(Point annotations for photos)
□ □ □ □ □
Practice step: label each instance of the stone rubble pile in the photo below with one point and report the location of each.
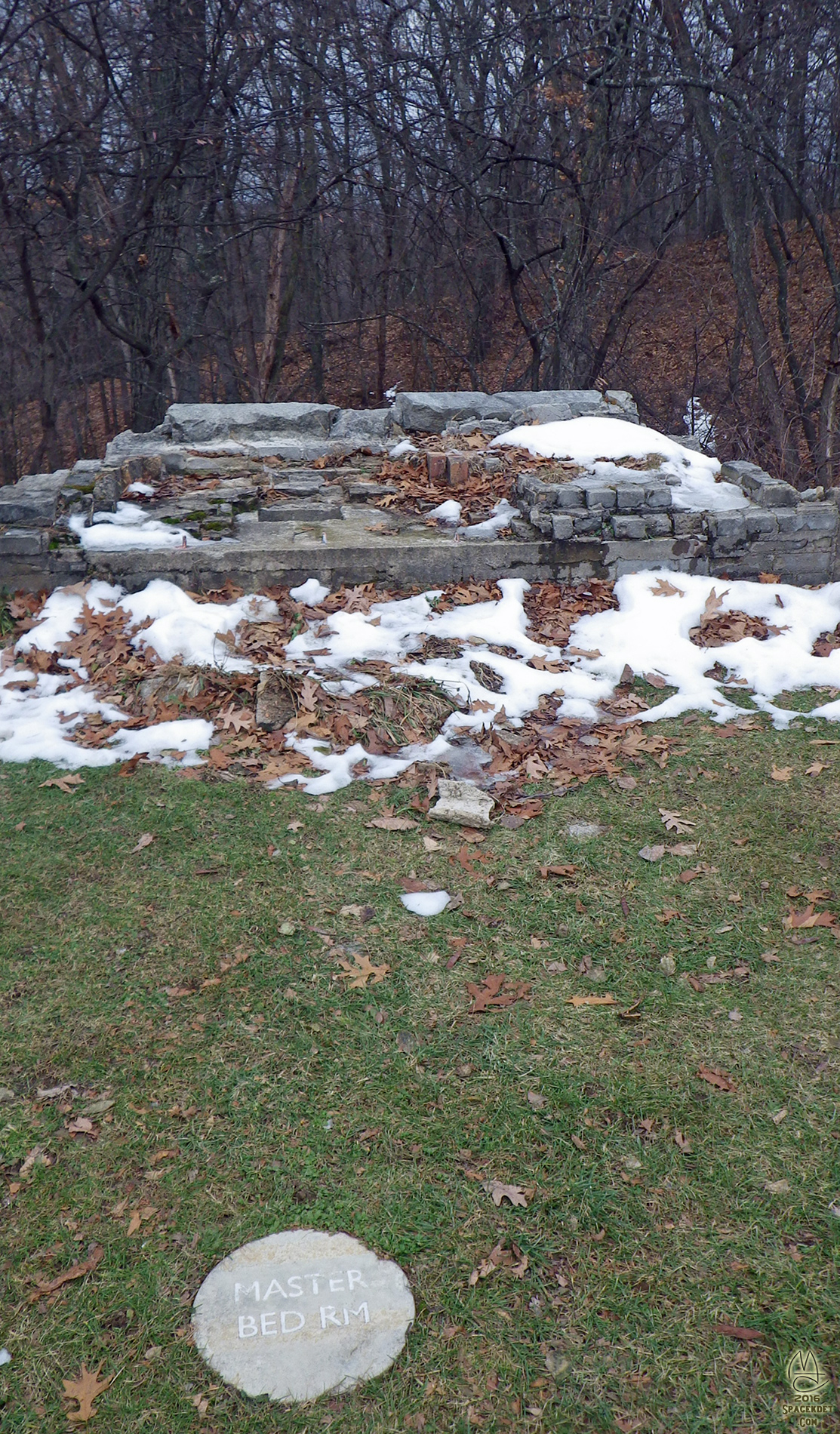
(287, 491)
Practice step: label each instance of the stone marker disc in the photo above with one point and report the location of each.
(301, 1314)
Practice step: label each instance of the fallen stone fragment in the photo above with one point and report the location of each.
(462, 802)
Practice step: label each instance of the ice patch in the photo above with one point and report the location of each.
(426, 903)
(312, 592)
(129, 527)
(608, 441)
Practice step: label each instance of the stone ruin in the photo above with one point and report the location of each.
(280, 492)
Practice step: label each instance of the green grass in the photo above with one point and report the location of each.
(635, 1249)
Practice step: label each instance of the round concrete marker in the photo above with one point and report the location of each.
(301, 1314)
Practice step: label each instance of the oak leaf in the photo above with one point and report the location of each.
(674, 822)
(358, 971)
(68, 783)
(505, 1192)
(86, 1389)
(720, 1079)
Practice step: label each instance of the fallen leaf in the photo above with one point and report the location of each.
(48, 1287)
(81, 1126)
(674, 822)
(722, 1079)
(358, 971)
(65, 783)
(84, 1390)
(495, 991)
(739, 1333)
(505, 1192)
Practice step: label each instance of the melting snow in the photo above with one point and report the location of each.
(648, 631)
(602, 444)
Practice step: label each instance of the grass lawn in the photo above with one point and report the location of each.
(195, 986)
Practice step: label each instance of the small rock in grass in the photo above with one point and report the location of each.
(462, 802)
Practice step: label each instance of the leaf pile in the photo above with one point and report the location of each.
(718, 629)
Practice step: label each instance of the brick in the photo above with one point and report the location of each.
(457, 469)
(436, 465)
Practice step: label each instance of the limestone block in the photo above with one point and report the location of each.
(432, 412)
(763, 489)
(463, 803)
(586, 524)
(562, 527)
(33, 501)
(629, 498)
(687, 524)
(22, 543)
(567, 497)
(658, 498)
(598, 495)
(629, 525)
(542, 519)
(208, 422)
(362, 423)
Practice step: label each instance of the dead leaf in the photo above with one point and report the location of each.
(505, 1192)
(81, 1126)
(85, 1390)
(739, 1333)
(358, 971)
(674, 822)
(720, 1079)
(68, 783)
(48, 1287)
(495, 991)
(653, 854)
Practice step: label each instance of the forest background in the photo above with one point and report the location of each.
(248, 200)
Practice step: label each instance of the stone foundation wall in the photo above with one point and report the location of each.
(575, 528)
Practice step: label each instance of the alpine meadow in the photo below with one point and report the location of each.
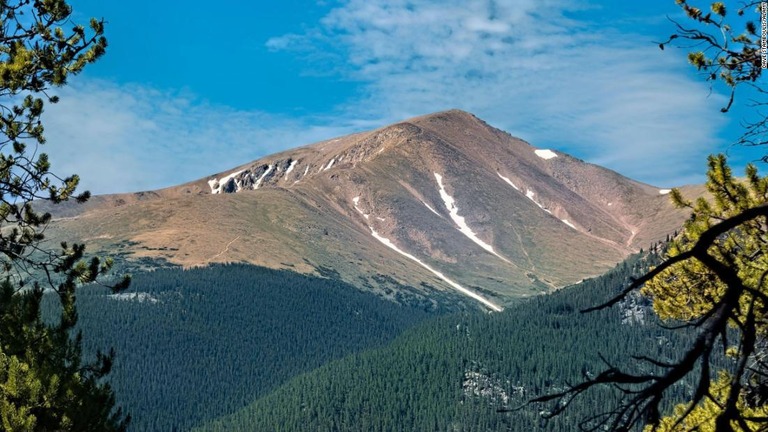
(375, 215)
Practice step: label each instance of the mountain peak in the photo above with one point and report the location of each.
(437, 202)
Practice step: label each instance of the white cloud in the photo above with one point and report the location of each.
(603, 94)
(526, 66)
(131, 138)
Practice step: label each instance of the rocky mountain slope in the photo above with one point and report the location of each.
(439, 202)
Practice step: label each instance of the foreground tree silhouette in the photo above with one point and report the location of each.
(715, 277)
(44, 385)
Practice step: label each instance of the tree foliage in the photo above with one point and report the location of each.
(715, 274)
(43, 383)
(726, 49)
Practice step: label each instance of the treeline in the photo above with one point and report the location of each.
(193, 345)
(454, 373)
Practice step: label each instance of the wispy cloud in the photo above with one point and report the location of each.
(605, 94)
(130, 138)
(536, 68)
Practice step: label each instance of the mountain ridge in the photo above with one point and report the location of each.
(463, 204)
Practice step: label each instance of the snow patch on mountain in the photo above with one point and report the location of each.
(450, 204)
(356, 200)
(545, 154)
(258, 182)
(508, 181)
(450, 282)
(224, 180)
(290, 167)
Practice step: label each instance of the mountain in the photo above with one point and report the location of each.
(442, 202)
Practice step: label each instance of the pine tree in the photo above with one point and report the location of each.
(44, 385)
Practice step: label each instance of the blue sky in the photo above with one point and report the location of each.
(188, 91)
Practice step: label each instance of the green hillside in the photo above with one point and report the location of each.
(454, 372)
(193, 345)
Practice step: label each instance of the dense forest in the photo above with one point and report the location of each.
(457, 372)
(239, 347)
(193, 345)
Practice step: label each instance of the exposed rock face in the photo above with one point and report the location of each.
(442, 202)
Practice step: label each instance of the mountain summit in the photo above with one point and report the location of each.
(442, 202)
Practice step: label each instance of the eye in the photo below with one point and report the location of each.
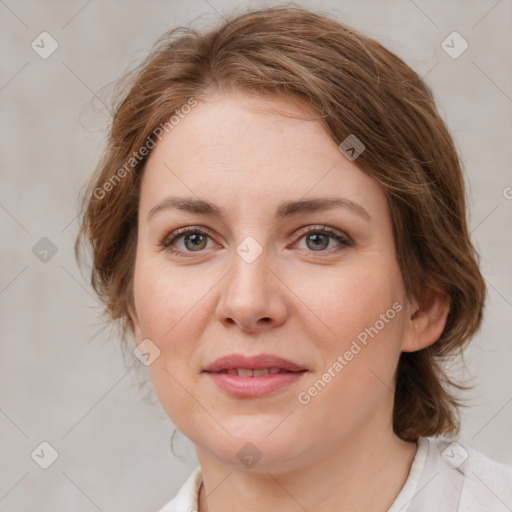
(318, 238)
(193, 240)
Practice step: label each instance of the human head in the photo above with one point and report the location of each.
(356, 87)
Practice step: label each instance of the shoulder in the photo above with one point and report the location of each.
(457, 477)
(187, 496)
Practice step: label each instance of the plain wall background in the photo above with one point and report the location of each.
(63, 383)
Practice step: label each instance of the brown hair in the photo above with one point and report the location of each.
(357, 87)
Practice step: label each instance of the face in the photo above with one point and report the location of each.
(264, 264)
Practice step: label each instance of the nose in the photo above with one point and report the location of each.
(252, 296)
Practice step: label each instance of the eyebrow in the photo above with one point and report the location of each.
(285, 209)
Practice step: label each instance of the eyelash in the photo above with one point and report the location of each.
(168, 240)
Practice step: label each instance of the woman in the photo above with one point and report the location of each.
(279, 221)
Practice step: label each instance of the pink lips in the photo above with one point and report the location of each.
(224, 373)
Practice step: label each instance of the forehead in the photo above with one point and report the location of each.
(243, 147)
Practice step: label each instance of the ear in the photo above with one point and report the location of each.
(426, 321)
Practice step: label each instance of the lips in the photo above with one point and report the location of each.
(263, 364)
(252, 377)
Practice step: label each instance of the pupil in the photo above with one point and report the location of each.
(196, 240)
(319, 238)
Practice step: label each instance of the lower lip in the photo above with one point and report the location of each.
(254, 386)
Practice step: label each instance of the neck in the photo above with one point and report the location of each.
(358, 476)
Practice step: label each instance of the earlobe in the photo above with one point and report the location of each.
(427, 321)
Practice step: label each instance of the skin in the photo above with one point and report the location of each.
(297, 301)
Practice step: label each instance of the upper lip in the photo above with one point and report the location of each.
(258, 362)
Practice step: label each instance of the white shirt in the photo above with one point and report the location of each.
(445, 476)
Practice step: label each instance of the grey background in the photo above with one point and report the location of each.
(63, 382)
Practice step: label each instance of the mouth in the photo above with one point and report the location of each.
(256, 376)
(249, 372)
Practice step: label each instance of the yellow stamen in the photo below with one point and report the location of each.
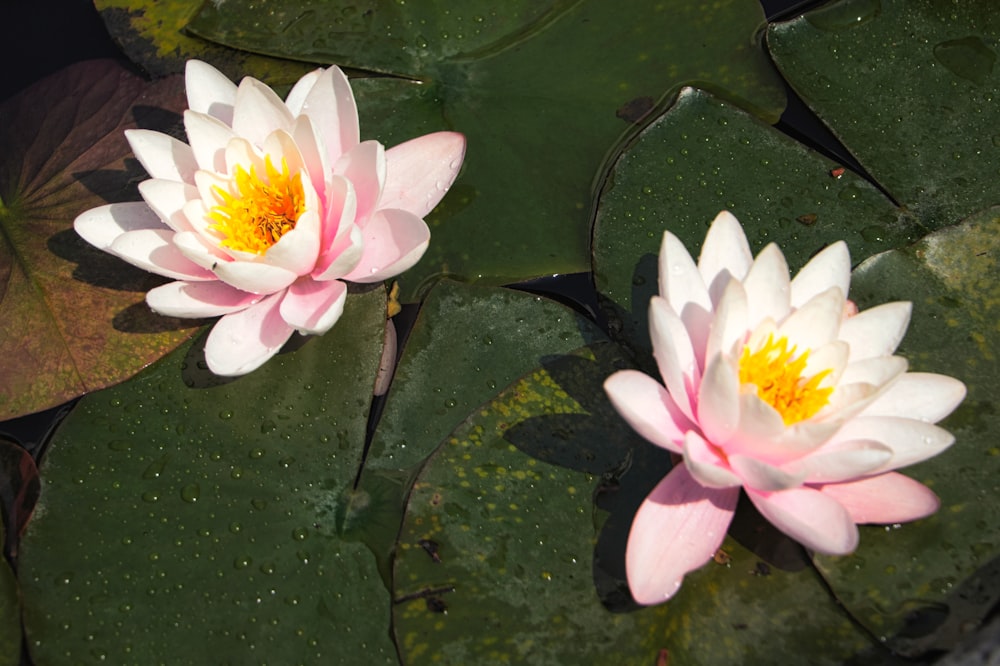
(260, 211)
(777, 374)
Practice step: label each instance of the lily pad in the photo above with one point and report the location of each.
(496, 554)
(72, 319)
(187, 518)
(910, 87)
(918, 585)
(703, 156)
(152, 35)
(542, 91)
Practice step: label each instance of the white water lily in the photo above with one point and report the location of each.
(270, 209)
(779, 387)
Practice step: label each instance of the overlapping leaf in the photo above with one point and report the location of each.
(542, 91)
(72, 319)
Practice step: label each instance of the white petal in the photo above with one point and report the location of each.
(829, 268)
(923, 396)
(163, 156)
(209, 91)
(209, 137)
(876, 331)
(725, 254)
(767, 286)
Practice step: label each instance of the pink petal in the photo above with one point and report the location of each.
(364, 166)
(255, 277)
(243, 341)
(163, 156)
(313, 307)
(167, 199)
(682, 287)
(153, 250)
(331, 106)
(102, 225)
(297, 95)
(885, 499)
(812, 518)
(836, 462)
(767, 286)
(198, 299)
(719, 401)
(420, 171)
(830, 268)
(706, 464)
(761, 476)
(209, 91)
(676, 530)
(394, 240)
(876, 331)
(674, 355)
(725, 254)
(917, 395)
(259, 111)
(911, 441)
(648, 408)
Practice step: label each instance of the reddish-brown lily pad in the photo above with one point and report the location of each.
(72, 319)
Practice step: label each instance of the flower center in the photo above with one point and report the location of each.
(777, 374)
(261, 211)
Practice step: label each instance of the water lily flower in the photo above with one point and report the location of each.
(776, 386)
(270, 209)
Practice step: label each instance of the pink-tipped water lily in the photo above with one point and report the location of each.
(777, 386)
(270, 209)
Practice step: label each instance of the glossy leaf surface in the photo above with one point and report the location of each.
(72, 318)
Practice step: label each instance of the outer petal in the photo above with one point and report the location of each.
(911, 441)
(877, 331)
(676, 530)
(364, 166)
(394, 240)
(420, 171)
(209, 91)
(887, 498)
(198, 299)
(648, 408)
(917, 395)
(167, 199)
(259, 111)
(153, 250)
(102, 225)
(674, 354)
(313, 307)
(725, 254)
(830, 268)
(243, 341)
(209, 137)
(682, 287)
(163, 156)
(767, 286)
(331, 106)
(706, 464)
(812, 518)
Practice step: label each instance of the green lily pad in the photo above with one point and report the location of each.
(703, 156)
(910, 87)
(152, 35)
(542, 91)
(467, 344)
(72, 319)
(495, 559)
(911, 584)
(186, 518)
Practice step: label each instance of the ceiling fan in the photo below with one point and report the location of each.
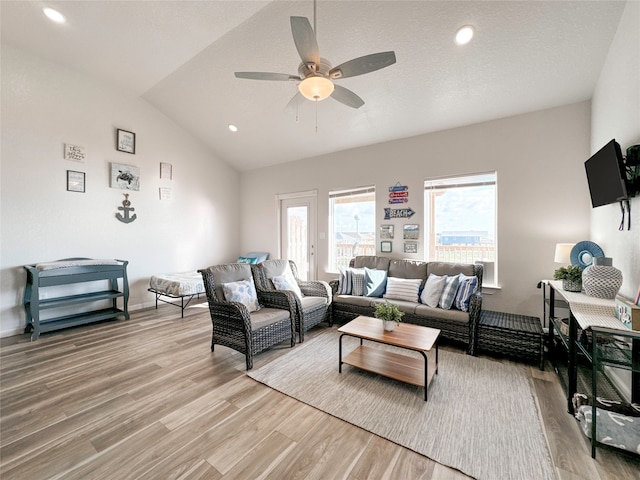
(316, 75)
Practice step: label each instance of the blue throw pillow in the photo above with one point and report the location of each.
(449, 292)
(249, 260)
(466, 288)
(375, 282)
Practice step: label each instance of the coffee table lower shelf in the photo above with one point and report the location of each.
(412, 370)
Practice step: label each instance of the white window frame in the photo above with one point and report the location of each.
(483, 254)
(331, 244)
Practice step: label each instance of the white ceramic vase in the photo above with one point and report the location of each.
(389, 325)
(601, 279)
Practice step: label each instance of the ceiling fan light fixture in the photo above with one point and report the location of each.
(316, 87)
(464, 35)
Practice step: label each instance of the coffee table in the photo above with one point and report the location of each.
(400, 367)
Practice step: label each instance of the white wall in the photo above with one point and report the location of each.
(45, 106)
(542, 191)
(616, 114)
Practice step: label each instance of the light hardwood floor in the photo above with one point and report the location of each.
(146, 398)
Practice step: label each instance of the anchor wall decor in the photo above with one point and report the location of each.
(126, 208)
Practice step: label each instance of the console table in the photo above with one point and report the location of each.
(604, 341)
(66, 273)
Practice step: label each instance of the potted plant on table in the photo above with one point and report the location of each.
(389, 314)
(571, 277)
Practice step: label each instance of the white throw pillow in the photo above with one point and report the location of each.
(287, 281)
(403, 289)
(243, 291)
(433, 290)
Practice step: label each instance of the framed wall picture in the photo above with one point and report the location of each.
(126, 177)
(410, 247)
(166, 171)
(411, 232)
(126, 141)
(386, 232)
(75, 181)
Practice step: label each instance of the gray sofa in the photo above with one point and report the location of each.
(454, 324)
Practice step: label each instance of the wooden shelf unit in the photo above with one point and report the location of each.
(74, 271)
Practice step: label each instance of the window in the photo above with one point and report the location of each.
(460, 221)
(352, 222)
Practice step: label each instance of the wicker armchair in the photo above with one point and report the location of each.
(237, 328)
(314, 306)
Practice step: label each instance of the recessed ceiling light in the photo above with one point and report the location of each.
(54, 15)
(464, 35)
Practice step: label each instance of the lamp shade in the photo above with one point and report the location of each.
(563, 252)
(316, 87)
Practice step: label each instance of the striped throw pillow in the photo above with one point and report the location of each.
(449, 292)
(403, 289)
(466, 288)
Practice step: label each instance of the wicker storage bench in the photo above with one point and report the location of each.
(511, 334)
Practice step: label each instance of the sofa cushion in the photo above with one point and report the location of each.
(433, 290)
(450, 269)
(267, 316)
(466, 287)
(357, 282)
(375, 282)
(403, 305)
(351, 300)
(243, 291)
(449, 293)
(403, 289)
(371, 261)
(408, 269)
(453, 315)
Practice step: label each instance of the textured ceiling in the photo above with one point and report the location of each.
(180, 56)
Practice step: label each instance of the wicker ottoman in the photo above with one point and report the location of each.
(511, 334)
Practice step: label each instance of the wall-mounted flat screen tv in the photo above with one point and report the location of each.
(606, 175)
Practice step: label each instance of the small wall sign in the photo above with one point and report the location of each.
(390, 213)
(74, 152)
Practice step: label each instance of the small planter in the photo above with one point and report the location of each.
(389, 325)
(571, 286)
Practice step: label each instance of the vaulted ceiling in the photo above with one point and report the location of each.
(181, 56)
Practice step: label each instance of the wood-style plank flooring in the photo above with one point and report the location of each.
(146, 398)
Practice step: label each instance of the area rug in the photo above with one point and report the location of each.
(481, 417)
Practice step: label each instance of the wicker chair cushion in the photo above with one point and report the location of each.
(408, 269)
(230, 272)
(311, 302)
(267, 316)
(287, 282)
(453, 315)
(433, 290)
(443, 268)
(378, 263)
(275, 267)
(243, 291)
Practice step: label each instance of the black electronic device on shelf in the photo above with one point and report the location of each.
(606, 175)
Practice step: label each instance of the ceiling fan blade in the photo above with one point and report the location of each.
(346, 96)
(283, 77)
(305, 40)
(361, 65)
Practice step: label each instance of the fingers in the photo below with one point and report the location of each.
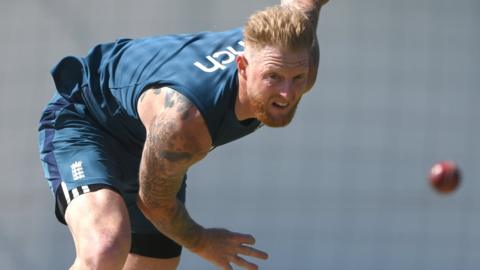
□ □ □ □ □
_REQUEST_
Return every line of the data above that contains the string "cloud", copied unchanged. Matching is case-sensitive.

_TASK RESULT_
Practice step: label each instance of the white cloud in the photo above with one point and report the location of each.
Practice step: label each instance of the wispy cloud in the photo above with one point and report the location of each.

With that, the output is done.